- EJERCICIO 1
Responde según el fragmento sobre la comunidad Nonam:
(a) ¿Cuántos meses llevan desplazadas las familias en el albergue de Buenaventura?
(b) ¿Cuántas comunidades indígenas Nonam viven en el Bajo Calima y en el río San Juan?
(c) ¿Qué cargo ocupa Edgar en la comunidad?

- FRAGMENTO SELECCIONADO
%%
Me asomo a la cocina y para mi sorpresa un señor me invita a entrar. El ambiente es cálido en esta sala amplia donde las rayas de luz atraviesan las ranuras de las paredes de madera. A un lado, un grupo de mujeres, todas con faldas unicolor de tono salmón, jade y turquesa teñidas a mano, están preparando el desayuno sobre un fogón de leña. Al otro lado, el gobernador de esta comunidad indígena está hablando con algunos familiares mientras niños y niñas están jugando. Es agradable ver esta escena armónica y a la vez sólo puedo pensar en mañana. Porque mañana tenemos que dejar este resguardo de apariencia idílica situado sobre el río Calima en los bosques tupidos y lluviosos cerca del océano Pacífico en el Valle del Cauca. Y las familias indígenas que ahora sienten tranquilidad deben volver al albergue en la ciudad de Buenaventura, uno de los principales puertos comerciales de Colombia, donde llevan ya once meses desplazadas.
Esta comunidad Nonam quiere regresar a sus tierras. Y por eso estamos aquí una delegación compuesta por miembros de la comunidad indígena, jóvenes afrodescendientes, la Comisión Intereclesial de Justicia y Paz (CIJP) y varias organizaciones internacionales entre las que está PBI. Todo lo que cuentan del albergue que aún no he conocido contrasta con lo que hay aquí en Santa Rosa de Guayacán. Aquí hay espacios verdes, casas espaciosas de madera —aunque es notable el deterioro de éstas luego de la ausencia de sus habitantes por once meses—, un río para la pesca y mucho campo para los cultivos. Carmen me cuenta con nostalgia que hace un año estaban sentados aquí y comían papaya y papa china de su propia cosecha. Las familias que vivían aquí son una de las 33 comunidades indígenas Nonam que viven en el Bajo Calima y en el río San Juan. Los paramilitares las amenazaron y llegaron a sus ranchos encapuchados; durante tres semanas sentían tanto miedo que no podían trabajar su tierra ni pescar en el río y hubo mucha hambre. Y después de tanto miedo encontraron el valor para tomar la decisión de dejar su hogar y buscar su suerte y protección en Buenaventura. «Los indígenas somos miedosos», cuenta Edgar, que es segunda autoridad aquí. Fue difícil dejar todo de un día para el otro; aún más porque justo habían terminado la construcción del acueducto que ahora proporciona agua potable a cada una de sus casas abandonadas. La comunidad sigue sintiendo miedo pero también conoce la crueldad del desplazamiento, la cual está escrita en los estómagos desnutridos e inflados de los pequeños que ahora mismo juegan a fútbol y se ríen bajo el aguacero permanente. «Uno iba a la pesca y a la caza a toda hora», cuenta Edgar con añoranza refiriéndose a una época feliz una década atrás. Desde entonces, los actores armados al margen de la ley se apropiaron de su territorio y prohibieron a los Nonam ir de cacería y andar por la noche, sostiene.
%%
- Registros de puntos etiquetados
%%
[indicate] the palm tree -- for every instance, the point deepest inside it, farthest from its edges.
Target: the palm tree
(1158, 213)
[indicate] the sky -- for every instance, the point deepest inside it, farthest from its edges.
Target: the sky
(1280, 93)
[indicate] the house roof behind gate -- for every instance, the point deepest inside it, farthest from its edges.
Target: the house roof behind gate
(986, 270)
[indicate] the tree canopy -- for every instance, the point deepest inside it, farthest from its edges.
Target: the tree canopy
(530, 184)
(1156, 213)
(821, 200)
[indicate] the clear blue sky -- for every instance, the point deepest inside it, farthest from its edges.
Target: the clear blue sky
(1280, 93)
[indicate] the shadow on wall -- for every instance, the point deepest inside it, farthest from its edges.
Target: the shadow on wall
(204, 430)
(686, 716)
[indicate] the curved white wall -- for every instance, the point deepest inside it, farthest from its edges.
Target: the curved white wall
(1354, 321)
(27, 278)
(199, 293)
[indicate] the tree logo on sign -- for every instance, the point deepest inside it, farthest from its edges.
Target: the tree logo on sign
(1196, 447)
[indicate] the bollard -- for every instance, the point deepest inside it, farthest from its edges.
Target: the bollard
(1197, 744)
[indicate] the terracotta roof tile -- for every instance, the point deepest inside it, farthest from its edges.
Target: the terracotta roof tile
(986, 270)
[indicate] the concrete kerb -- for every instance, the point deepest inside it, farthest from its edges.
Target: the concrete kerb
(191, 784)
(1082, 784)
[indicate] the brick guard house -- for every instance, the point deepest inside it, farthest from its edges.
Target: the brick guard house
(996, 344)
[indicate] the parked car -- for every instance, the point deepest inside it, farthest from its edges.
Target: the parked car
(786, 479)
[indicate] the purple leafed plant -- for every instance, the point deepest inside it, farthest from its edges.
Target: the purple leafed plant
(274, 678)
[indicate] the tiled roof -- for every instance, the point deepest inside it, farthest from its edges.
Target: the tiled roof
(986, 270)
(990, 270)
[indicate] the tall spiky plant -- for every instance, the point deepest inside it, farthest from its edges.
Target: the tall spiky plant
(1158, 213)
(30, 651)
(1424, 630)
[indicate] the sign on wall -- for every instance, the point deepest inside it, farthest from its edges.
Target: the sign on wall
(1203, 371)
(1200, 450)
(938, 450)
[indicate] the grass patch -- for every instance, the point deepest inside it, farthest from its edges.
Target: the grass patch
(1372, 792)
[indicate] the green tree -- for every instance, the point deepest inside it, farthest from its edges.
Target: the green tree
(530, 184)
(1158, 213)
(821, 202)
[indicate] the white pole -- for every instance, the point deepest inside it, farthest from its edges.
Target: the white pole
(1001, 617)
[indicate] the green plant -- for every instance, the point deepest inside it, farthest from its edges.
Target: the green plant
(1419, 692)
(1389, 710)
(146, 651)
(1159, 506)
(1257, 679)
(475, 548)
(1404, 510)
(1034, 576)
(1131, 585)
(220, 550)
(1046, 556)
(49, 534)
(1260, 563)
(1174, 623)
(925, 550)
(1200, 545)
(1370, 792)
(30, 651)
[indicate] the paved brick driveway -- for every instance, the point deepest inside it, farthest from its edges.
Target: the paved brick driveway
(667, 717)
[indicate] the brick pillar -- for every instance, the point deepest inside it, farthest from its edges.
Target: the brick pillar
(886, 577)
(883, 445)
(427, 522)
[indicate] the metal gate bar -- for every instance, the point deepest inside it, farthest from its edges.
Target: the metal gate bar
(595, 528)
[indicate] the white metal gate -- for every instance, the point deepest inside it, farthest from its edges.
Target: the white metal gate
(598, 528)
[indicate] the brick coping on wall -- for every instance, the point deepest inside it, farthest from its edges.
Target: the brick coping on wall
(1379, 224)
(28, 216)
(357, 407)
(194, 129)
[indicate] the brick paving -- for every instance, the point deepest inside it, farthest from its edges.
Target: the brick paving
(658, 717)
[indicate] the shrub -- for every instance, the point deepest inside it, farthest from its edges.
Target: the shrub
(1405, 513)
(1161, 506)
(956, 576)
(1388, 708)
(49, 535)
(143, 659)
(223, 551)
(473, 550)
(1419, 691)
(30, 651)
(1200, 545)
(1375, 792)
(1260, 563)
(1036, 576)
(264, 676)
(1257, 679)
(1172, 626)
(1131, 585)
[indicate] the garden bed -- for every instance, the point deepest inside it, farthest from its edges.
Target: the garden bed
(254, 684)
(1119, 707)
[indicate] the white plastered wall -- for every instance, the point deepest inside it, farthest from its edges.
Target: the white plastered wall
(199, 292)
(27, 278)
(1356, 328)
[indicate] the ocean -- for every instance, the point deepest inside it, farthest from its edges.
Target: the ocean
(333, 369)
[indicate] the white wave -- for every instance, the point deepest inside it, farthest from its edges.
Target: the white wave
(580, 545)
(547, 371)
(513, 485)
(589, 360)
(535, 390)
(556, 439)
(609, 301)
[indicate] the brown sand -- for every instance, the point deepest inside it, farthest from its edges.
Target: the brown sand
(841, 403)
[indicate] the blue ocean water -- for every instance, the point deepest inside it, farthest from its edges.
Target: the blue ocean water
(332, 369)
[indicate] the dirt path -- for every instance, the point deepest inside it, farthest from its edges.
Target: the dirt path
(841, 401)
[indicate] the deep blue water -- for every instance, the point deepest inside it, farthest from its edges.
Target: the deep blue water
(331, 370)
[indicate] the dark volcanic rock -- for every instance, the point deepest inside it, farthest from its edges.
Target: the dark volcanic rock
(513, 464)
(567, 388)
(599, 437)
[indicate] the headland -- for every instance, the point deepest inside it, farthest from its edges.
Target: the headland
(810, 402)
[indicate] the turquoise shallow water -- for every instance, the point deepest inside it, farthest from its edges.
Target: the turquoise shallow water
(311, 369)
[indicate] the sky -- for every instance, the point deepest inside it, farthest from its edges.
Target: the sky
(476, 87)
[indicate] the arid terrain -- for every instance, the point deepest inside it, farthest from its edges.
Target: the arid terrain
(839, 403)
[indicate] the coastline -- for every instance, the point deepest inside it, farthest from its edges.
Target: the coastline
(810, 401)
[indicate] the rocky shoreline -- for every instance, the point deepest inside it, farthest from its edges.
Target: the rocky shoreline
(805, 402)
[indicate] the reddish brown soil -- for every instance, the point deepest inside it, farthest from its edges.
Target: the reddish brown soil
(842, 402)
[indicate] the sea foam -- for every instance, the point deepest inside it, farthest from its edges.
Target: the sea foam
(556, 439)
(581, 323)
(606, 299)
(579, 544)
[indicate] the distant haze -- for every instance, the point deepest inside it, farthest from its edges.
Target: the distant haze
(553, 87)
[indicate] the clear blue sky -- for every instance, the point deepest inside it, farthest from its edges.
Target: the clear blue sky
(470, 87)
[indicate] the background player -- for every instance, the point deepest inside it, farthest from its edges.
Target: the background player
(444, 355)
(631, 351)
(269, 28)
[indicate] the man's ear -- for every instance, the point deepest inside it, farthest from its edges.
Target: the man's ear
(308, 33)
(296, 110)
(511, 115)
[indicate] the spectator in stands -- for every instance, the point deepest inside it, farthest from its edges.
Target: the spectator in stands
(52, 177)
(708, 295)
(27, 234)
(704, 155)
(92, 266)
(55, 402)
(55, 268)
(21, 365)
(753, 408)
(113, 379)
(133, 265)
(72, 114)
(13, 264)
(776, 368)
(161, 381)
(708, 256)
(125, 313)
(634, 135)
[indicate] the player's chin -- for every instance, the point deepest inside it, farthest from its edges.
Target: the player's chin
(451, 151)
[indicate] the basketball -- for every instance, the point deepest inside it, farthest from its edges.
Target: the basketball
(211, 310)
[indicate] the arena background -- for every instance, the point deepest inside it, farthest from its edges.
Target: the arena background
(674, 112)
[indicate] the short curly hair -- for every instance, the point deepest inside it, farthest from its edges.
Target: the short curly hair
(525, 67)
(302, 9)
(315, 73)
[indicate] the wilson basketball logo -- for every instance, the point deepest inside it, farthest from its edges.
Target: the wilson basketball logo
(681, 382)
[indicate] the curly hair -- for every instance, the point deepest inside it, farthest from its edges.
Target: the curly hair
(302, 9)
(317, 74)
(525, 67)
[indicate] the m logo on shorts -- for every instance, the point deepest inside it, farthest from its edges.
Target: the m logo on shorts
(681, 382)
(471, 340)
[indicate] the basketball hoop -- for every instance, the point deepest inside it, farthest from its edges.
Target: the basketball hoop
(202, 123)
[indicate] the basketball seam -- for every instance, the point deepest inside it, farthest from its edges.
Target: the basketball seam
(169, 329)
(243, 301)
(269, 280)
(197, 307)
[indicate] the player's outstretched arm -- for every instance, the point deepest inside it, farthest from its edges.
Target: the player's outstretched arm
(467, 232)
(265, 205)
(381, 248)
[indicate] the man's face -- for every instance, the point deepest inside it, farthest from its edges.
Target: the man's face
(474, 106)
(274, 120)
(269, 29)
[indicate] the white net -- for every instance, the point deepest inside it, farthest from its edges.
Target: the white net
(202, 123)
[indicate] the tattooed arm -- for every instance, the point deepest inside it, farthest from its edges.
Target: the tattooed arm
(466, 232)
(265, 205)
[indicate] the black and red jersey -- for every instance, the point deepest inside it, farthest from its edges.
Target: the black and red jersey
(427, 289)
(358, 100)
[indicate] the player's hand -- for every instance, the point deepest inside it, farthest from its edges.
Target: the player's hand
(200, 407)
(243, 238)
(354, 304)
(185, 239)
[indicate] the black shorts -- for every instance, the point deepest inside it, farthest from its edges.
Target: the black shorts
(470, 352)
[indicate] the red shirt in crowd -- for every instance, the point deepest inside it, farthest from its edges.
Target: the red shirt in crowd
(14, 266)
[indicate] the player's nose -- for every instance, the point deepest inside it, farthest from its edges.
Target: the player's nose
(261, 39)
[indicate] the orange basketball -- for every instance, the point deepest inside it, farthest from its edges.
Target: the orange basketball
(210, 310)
%%
- EJERCICIO 2
Convierte en una tabla Markdown con las columnas «Índice» y «Entrada» las líneas de los registros desde la que contiene "[indicate] the bollard" hasta la que contiene "(1082, 784)", ambas incluidas, sin las líneas en blanco.

- RESPUESTA ESCRITA 1
(a) Once meses.
(b) 33 comunidades.
(c) Es segunda autoridad.

- RESPUESTA ESCRITA 2
| Índice | Entrada |
|---|---|
| 1 | [indicate] the bollard -- for every instance, the point deepest inside it, farthest from its edges. |
| 2 | Target: the bollard |
| 3 | (1197, 744) |
| 4 | [indicate] the terracotta roof tile -- for every instance, the point deepest inside it, farthest from its edges. |
| 5 | Target: the terracotta roof tile |
| 6 | (986, 270) |
| 7 | [indicate] the concrete kerb -- for every instance, the point deepest inside it, farthest from its edges. |
| 8 | Target: the concrete kerb |
| 9 | (191, 784) |
| 10 | (1082, 784) |